**Dataset content**

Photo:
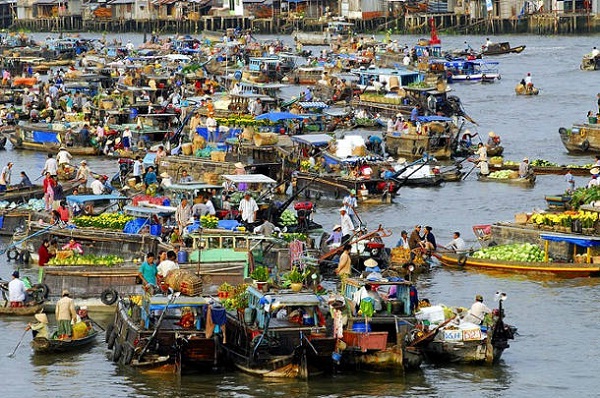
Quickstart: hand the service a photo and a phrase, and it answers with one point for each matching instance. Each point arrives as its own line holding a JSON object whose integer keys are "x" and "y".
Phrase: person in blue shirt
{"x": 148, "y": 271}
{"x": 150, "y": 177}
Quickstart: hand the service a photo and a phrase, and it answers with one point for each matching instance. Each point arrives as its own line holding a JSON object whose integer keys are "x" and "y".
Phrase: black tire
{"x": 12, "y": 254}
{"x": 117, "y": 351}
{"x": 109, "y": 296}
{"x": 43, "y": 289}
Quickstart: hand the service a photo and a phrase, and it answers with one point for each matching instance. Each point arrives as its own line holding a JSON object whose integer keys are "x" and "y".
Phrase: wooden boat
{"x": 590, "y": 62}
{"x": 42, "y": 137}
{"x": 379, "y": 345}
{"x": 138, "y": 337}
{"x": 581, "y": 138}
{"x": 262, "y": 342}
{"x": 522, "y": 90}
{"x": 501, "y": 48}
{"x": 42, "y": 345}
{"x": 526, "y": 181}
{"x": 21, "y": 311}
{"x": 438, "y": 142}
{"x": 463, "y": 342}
* * *
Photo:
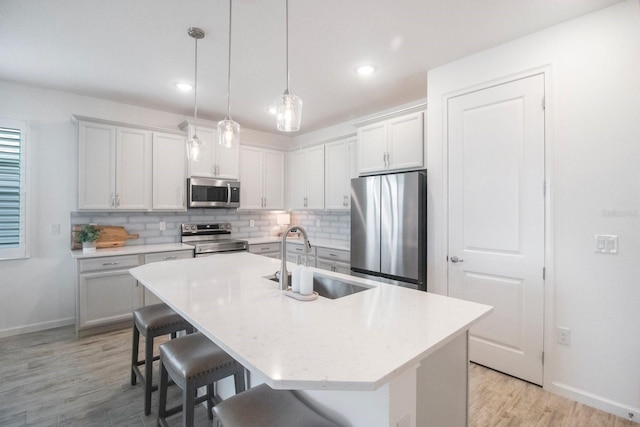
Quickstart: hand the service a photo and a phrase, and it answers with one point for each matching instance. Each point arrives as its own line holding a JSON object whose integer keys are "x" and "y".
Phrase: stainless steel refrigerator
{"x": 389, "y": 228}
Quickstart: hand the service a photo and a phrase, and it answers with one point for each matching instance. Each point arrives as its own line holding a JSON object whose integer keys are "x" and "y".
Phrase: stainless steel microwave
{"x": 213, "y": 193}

**What to produce**
How many of the lines above contain the string "stainless", matching case exactly? Reply with the number alone.

**Problem solution**
2